━━ Records for the task

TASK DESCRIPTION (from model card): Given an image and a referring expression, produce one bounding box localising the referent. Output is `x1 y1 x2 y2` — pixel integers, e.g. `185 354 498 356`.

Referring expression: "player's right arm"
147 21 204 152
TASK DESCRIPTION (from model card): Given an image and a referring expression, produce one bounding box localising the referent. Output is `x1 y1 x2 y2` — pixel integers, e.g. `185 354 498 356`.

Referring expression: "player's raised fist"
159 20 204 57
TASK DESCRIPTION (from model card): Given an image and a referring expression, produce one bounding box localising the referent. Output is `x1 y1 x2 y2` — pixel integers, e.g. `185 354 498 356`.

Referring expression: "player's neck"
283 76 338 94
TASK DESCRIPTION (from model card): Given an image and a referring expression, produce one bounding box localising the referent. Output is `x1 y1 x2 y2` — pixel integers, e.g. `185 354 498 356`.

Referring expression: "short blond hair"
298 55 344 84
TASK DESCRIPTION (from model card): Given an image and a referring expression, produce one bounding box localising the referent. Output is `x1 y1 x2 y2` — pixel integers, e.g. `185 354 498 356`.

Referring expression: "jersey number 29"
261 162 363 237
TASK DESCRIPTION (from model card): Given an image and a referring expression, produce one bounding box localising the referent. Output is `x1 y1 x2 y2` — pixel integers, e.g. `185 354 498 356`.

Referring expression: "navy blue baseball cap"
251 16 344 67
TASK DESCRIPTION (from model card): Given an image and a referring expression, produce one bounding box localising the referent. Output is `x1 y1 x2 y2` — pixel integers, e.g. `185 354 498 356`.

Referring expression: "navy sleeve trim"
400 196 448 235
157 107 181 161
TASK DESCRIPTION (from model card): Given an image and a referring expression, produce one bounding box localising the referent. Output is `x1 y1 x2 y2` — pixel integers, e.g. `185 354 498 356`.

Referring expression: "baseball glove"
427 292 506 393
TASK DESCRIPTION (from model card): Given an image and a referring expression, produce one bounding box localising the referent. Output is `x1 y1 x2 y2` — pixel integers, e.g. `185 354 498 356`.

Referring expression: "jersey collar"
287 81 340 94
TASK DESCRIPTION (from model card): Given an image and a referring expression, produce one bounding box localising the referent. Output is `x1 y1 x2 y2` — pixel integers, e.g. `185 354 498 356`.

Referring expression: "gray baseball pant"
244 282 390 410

━━━━

Problem requirements: Gather every line of the listing that contains the string "player" and copy each such line in full. The match is case-sensitive.

Result of the task:
Referring expression: "player's right arm"
Referring expression: "player's raised fist"
Referring expression: "player's neck"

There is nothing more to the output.